EXTRACTED TEXT —
Study protocol using combination of three data collection methods. AI: artificial intelligence

This was a retrospective analysis of data collected for routine clinical care. The study was registered and approved by the Royal Brompton Hospital Safety and Quality Department (approval number 004426) and individual informed consent was not required in line with UK National Research Ethics Service guidance.

CMR scanning protocol, volumetric analysis, and image quality

The CMR scans were performed for clinical indications on several scanners with conventional ECG gating and array coils at 1.5 T (Magnetom Aera and Magnetom Avantofit Siemens Healthineers). Long axis and stack of short axis cines were acquired with bSSFP as described in the literature for a standard clinical CMR study [16, 17]. In line with departmental standards of practice, left and right ventricular (RV) volumes, ejection fraction (EF), and left ventricular (LV) mass were calculated using the short­axis cine stack and indexed to body surface area (BSA). Papillary muscles and LV/RV trabeculations were included in the myocardial mass calculation and excluded from the blood volume. Volumes were indexed to body surface area (BSA) calculated using the Mosteller formula [16, 17]. Manual volumetric analysis data were derived from clinical reports.

The image quality of the standard short axis cine stack was assessed as described in the published EuroCMR registry criteria [18]. According to these criteria, 1 point was given if an artefact impeded the visualization of more than one-third of the LV endocardial border at end-systole and/or diastole on a single short-axis slice. If the artefact involved 2 or 3 slices, 2 or 3 points were given, respectively. In terms of LV coverage 2 points were given if the apex was not covered and 3 points if a basal slice or more than one slice in the stack were missing. An image quality score of 0 corresponded to a study with no significant artefact affecting the clinical evaluation, no missing or unusable slices and optimal orientation of the stack.

Accuracy of AI myocardial segmentation was visually assessed on each short axis cine slice and qualitatively scored using one of three categories defined as “good” if no manual correction of AI contours was needed, “adequate” in cases where minimal changes were needed at the base of the heart usually involving the valve planes, or “suboptimal” if several slices of AI analysis necessitated manual modification to be deemed clinically acceptable. Additionally, for 20 consecutive AI analyses in the normal subgroup, manual adjustment of AI contours was performed. Improvement in agreement with this combination of AI and manual methods was evaluated.

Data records

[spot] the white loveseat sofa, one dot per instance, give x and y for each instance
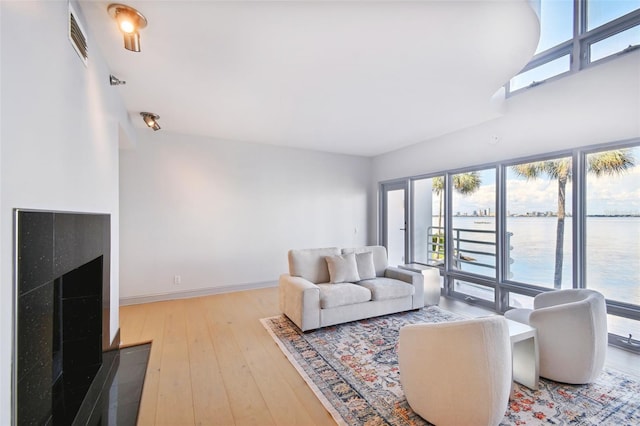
(327, 286)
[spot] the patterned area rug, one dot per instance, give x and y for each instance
(353, 369)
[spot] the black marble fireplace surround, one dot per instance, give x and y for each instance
(63, 355)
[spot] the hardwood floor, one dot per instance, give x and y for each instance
(213, 363)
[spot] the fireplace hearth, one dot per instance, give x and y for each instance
(62, 348)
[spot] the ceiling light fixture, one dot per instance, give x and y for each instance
(151, 120)
(129, 22)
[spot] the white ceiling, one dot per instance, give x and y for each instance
(353, 77)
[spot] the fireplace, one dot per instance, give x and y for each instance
(62, 348)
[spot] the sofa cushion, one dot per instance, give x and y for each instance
(380, 260)
(387, 288)
(333, 295)
(310, 264)
(366, 268)
(342, 268)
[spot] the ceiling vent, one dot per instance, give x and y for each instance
(77, 36)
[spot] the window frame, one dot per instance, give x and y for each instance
(578, 47)
(501, 285)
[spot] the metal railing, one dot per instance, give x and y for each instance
(475, 247)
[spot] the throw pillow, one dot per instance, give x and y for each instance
(366, 268)
(343, 268)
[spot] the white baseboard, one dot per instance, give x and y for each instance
(159, 297)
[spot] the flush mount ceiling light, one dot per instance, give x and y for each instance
(129, 22)
(151, 120)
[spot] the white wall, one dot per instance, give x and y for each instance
(223, 215)
(597, 105)
(59, 141)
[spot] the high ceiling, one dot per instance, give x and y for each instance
(353, 77)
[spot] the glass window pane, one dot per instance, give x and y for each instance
(520, 301)
(556, 23)
(541, 73)
(539, 225)
(613, 224)
(623, 327)
(614, 44)
(477, 291)
(600, 12)
(473, 222)
(428, 221)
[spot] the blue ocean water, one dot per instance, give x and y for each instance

REQUIRED ACTIONS —
**a.** Set down word for word the part of the CMR study excerpt that begins at the words "The image quality" and stops after the words "of the stack.".
**b.** List the categories that the CMR study excerpt uses to score the accuracy of AI myocardial segmentation.

TASK-BY-TASK RESULTS —
**a.**
The image quality of the standard short axis cine stack was assessed as described in the published EuroCMR registry criteria [18]. According to these criteria, 1 point was given if an artefact impeded the visualization of more than one-third of the LV endocardial border at end-systole and/or diastole on a single short-axis slice. If the artefact involved 2 or 3 slices, 2 or 3 points were given, respectively. In terms of LV coverage 2 points were given if the apex was not covered and 3 points if a basal slice or more than one slice in the stack were missing. An image quality score of 0 corresponded to a study with no significant artefact affecting the clinical evaluation, no missing or unusable slices and optimal orientation of the stack.

**b.** good, adequate, suboptimal